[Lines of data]
::::
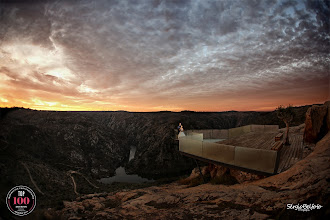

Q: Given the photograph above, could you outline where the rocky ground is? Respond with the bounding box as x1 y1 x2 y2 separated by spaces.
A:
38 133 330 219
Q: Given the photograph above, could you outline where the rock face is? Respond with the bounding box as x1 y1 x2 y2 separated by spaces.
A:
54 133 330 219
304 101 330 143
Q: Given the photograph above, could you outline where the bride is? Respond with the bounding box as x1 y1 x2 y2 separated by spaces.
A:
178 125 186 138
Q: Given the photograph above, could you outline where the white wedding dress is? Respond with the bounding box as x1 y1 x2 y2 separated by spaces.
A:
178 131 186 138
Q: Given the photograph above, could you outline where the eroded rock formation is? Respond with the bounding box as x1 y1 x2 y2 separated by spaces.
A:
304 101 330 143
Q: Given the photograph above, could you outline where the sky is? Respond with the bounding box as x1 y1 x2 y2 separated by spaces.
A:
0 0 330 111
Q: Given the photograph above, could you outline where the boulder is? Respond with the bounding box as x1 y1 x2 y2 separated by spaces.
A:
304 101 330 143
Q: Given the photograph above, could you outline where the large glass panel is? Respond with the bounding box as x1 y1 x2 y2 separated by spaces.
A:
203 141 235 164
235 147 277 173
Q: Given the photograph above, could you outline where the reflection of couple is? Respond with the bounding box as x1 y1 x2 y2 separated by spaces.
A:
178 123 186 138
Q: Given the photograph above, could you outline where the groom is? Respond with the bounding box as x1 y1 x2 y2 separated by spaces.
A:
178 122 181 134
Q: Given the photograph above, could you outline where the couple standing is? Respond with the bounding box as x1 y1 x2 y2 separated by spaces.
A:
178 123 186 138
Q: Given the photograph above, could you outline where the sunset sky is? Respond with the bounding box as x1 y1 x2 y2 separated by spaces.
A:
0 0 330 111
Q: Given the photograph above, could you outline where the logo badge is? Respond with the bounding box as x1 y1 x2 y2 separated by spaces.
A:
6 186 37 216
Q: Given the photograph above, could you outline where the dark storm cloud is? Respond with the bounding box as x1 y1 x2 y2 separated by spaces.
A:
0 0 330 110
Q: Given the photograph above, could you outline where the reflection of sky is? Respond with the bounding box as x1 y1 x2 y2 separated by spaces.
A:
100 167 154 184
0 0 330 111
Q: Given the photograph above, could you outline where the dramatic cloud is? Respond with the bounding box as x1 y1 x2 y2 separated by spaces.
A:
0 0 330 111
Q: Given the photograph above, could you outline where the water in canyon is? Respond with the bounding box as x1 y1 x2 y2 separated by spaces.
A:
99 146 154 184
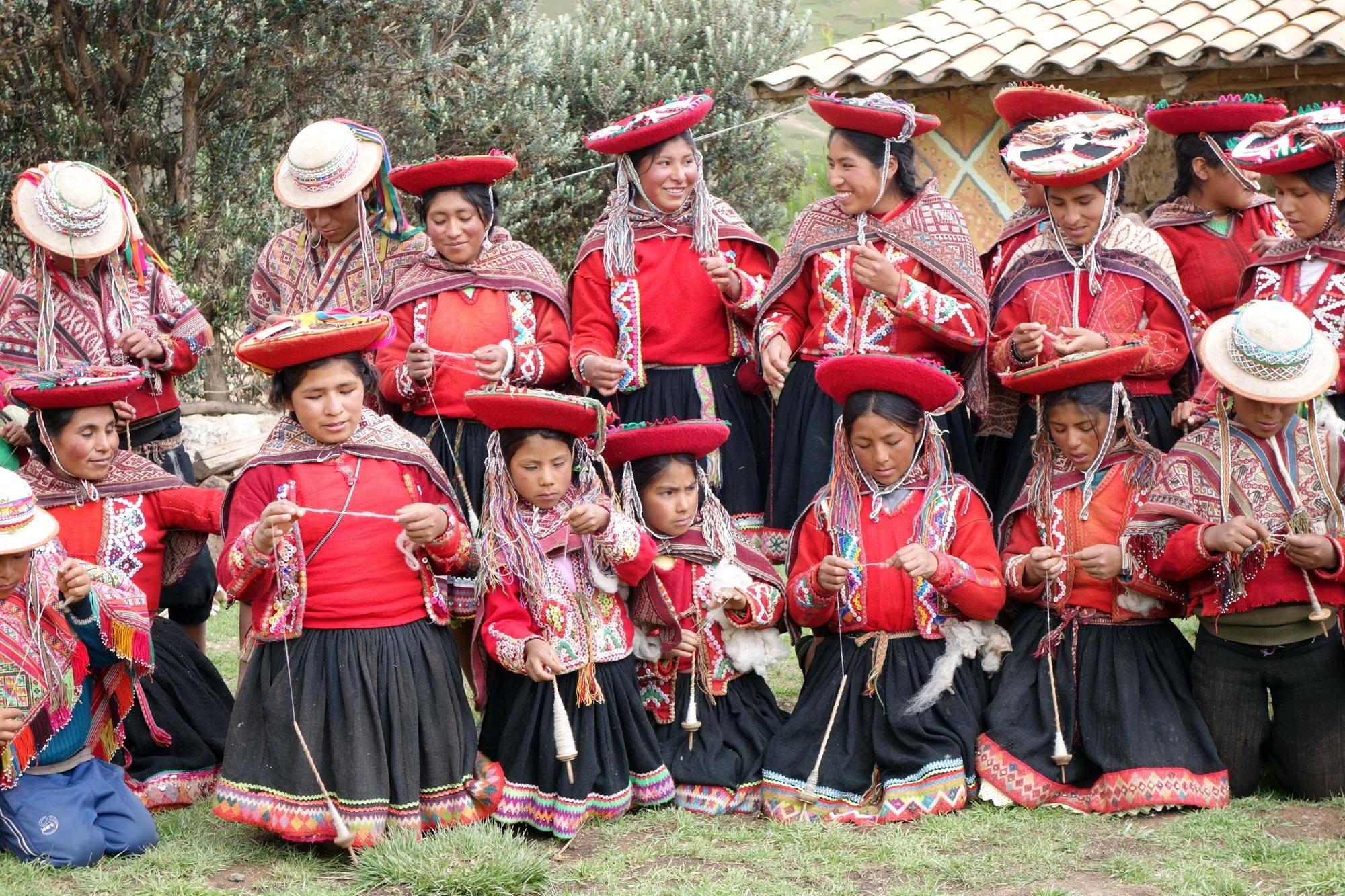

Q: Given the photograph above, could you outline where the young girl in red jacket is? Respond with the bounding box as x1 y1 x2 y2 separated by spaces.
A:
::::
REQUEST
Copy, word for word, everything from the line containing "Q: Given the photograph above, could you outline where the water" down to the end of the records, both ends included. Leave the pictures out of your answer.

WRITTEN SOLUTION
Q: Given the photograph above, could you outline where the water in canyon is? Respond with the bounding box as x1 y1 x2 y2 separated by spaces.
A:
99 146 154 184

Q: Given the photograph above, could you outline where the young girl in red jacket is? Respond with the bounding box as x1 y1 x2 y2 separated by spaces.
A:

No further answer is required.